» **What you will do**:
Scan each line of the records for the word "layer" and extract the ones that have it.

******

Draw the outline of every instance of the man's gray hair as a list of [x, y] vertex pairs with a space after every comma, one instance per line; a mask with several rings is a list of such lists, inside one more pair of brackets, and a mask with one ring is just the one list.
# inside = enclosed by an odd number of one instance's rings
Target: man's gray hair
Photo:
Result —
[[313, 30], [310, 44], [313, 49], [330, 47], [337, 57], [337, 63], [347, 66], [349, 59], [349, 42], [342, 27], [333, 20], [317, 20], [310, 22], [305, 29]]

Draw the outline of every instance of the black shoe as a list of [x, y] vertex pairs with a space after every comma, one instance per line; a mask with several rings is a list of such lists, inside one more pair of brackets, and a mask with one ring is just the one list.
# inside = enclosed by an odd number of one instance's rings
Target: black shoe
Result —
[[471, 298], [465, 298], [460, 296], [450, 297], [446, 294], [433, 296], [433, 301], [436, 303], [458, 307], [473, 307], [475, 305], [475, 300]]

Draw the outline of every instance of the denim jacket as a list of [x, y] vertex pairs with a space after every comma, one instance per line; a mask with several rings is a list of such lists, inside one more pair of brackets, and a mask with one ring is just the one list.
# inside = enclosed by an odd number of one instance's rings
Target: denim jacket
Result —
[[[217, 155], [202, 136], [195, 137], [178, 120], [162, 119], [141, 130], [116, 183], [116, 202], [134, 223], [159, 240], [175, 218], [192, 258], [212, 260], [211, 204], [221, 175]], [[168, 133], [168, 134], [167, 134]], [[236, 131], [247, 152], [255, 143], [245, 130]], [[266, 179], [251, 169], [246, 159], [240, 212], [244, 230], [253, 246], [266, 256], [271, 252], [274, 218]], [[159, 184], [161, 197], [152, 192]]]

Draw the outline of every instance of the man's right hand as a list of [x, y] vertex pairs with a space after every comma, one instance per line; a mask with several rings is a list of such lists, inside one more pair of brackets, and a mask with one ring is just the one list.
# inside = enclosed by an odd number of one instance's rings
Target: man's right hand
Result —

******

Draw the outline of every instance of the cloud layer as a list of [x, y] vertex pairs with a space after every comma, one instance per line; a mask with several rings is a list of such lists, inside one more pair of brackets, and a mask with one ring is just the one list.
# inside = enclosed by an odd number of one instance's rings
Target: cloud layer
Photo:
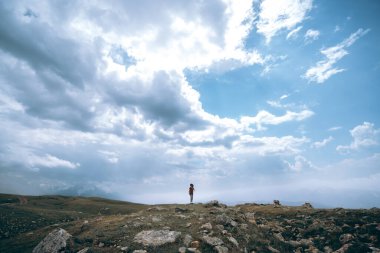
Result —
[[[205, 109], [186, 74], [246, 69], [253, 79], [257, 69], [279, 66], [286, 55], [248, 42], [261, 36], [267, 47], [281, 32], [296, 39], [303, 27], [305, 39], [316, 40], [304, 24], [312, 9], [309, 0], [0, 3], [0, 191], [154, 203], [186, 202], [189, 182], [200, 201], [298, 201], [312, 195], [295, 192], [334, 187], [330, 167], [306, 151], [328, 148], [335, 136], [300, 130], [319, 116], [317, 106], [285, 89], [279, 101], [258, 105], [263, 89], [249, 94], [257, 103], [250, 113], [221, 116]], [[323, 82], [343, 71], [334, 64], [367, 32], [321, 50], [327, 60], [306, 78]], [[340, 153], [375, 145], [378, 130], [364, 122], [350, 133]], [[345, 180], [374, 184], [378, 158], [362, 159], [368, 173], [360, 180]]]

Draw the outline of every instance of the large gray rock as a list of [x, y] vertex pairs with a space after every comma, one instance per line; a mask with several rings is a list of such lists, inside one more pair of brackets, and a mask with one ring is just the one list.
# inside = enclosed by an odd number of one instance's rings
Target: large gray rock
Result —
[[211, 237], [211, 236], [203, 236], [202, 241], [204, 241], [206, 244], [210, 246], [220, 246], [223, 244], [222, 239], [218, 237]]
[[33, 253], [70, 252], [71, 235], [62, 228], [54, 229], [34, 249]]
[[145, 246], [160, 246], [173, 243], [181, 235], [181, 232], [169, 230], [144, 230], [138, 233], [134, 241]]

******

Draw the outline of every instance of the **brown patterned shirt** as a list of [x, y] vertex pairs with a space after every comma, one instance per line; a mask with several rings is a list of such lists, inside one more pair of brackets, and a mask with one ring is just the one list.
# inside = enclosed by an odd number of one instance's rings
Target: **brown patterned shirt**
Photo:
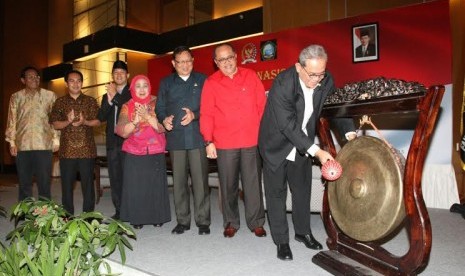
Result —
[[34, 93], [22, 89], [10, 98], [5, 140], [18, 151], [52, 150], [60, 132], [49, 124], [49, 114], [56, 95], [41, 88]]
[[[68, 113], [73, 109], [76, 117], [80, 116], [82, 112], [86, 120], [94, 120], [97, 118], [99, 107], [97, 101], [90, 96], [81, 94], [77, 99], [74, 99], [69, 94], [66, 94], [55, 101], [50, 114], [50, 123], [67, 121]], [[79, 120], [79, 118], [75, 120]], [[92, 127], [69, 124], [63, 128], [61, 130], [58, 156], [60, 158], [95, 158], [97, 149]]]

******

» **Exercise answer**:
Draw the outline of every instance of the cloud layer as a list of [x, y] vertex pairs with a space after every comma, one instance per line; a mask with several rings is a list of such lists, inside one more pair of brackets, and a mask with one ring is just the one list.
Target: cloud layer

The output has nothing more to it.